→ **Directions**
Print the stretch of lines from the line containing "find the dishwasher" through the line containing "389,122 -> 431,213", including both of those lines, exactly as they appear and with nothing else.
======== Exercise data
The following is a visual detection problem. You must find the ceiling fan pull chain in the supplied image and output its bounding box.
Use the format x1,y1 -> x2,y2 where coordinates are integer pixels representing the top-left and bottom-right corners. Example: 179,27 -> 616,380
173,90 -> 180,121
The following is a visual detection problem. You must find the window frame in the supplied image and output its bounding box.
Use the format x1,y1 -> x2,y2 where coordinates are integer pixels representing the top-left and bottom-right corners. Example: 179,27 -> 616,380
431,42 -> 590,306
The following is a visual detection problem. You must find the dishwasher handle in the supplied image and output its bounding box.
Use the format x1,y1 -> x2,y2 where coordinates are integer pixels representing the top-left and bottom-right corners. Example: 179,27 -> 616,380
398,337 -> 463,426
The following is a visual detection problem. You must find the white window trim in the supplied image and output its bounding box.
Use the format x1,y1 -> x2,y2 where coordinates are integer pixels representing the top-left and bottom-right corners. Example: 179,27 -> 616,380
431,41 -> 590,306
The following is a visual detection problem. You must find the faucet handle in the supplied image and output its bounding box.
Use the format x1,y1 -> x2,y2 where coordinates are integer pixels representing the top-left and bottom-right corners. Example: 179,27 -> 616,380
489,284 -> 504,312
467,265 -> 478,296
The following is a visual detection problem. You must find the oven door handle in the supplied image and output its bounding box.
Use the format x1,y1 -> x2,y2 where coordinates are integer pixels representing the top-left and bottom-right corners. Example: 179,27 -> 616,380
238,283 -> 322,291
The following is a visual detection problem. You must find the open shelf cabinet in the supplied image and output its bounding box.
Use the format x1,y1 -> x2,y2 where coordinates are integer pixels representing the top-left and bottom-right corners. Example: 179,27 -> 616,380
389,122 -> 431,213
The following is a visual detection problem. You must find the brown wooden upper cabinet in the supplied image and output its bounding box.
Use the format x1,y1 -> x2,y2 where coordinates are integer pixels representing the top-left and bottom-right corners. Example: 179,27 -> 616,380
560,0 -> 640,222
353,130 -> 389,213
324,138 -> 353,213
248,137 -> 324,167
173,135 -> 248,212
================
→ **Response for this exercise**
The following is a visual detection problem. You must find the dishwasher handle in the supplied image and output its bounding box.
Use the format x1,y1 -> x2,y2 where coordinates are integer pixels representing the top-left and bottom-right corners. Example: 179,27 -> 616,380
398,337 -> 463,426
The following is a visual detection problem. You must find the white window trim in the supplied image and output its bounding box.
Use the format x1,y1 -> x2,y2 where coordinates are integer pixels representing the top-left and bottom-right corners. Example: 179,27 -> 616,380
431,41 -> 590,306
The following is a visual detection problem. You must find the faucet handle in the supplied image and output its bounding box.
Use the format x1,y1 -> x2,y2 where coordinates are integer pixels representing the top-left and bottom-right corners. Example: 179,27 -> 616,380
489,284 -> 504,312
467,265 -> 478,296
The following is a visual detection problem. You must find the oven door handle in the supplied image and output its bounding box.
Use the format x1,y1 -> x2,y2 where coordinates are integer pixels representing the top-left and bottom-right corners. Example: 179,27 -> 616,380
238,283 -> 322,291
The following is a visual detection problem. You must find the open shelf cabinet in the supplied image and output its bounding box.
Use the format x1,y1 -> x2,y2 where coordinates are integer pixels representing the top-left and bottom-right corners. Example: 179,27 -> 616,380
389,122 -> 431,213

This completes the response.